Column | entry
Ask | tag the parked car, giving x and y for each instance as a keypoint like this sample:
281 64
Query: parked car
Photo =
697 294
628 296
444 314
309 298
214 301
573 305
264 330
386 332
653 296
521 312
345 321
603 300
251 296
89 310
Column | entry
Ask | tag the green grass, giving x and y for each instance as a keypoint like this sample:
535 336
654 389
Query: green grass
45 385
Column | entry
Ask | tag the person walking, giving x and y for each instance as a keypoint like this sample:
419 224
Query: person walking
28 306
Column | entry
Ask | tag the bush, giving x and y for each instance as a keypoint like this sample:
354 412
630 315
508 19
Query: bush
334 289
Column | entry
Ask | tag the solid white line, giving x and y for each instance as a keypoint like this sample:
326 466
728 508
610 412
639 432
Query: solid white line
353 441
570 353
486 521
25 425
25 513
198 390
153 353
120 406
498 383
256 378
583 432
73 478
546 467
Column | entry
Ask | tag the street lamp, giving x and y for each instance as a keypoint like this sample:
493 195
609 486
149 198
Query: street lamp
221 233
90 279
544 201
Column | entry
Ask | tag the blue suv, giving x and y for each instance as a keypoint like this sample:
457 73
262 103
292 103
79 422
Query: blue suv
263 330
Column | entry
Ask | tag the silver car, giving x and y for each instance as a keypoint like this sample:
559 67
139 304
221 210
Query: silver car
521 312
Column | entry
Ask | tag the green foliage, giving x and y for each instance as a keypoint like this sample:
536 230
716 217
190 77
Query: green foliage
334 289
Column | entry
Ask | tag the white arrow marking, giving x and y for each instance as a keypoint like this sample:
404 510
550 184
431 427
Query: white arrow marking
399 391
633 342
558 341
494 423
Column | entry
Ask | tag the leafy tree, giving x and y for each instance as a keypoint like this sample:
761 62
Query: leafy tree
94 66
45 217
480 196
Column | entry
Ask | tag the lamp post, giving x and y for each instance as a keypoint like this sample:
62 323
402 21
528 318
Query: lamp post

» **WHAT YOU SHOULD DO**
Within the listing above, copy each line that has the string "parked".

» **TASK ANSWER**
Ask | tag the parked car, giving x and y for each instance as a keypoint like this sample:
Query: parked car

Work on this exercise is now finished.